EXERCISE DESCRIPTION:
Reproduce all of the rows below, requests included, and offset every coordinate in the answers by -89. Leave the wording of the requests unchanged.

##### DATASET RECORDS

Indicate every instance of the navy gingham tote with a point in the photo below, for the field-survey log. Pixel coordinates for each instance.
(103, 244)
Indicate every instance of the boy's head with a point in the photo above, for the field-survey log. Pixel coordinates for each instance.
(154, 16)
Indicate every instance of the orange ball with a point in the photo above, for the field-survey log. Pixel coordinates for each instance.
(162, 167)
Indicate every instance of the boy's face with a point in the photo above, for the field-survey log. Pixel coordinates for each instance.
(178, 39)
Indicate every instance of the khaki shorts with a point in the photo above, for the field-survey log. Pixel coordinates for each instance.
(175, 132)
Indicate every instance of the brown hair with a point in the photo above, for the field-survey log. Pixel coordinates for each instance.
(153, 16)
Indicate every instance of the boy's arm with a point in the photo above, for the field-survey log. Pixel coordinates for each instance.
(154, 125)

##########

WRITTEN ANSWER:
Indicate every instance of the navy gingham tote with a point in the photo below, for the field-survey log. Pixel coordinates for each instance.
(14, 155)
Indicate every instance of the boy's head with a point in the photo above, for the field-survey log. Pixel coordinates for each instance.
(65, -73)
Indicate every instance of the orange ball with a point in the photo above, for the field-survey log. Pixel coordinates for each instance.
(73, 78)
Indicate every instance of the boy's face with a point in the photo above, for the field-survey log. Pixel coordinates for each instance.
(89, -50)
Indicate every instance of the khaki shorts with a point in the photo above, for the field-survey log. Pixel coordinates for each instance.
(86, 43)
Indicate every instance of the brown hair with a point in the photo above, for the field-survey log. Pixel coordinates for each instance.
(64, -73)
Indicate every instance of the boy's arm with a point in the photo above, for the field-survey log. Pixel coordinates for each instance.
(65, 36)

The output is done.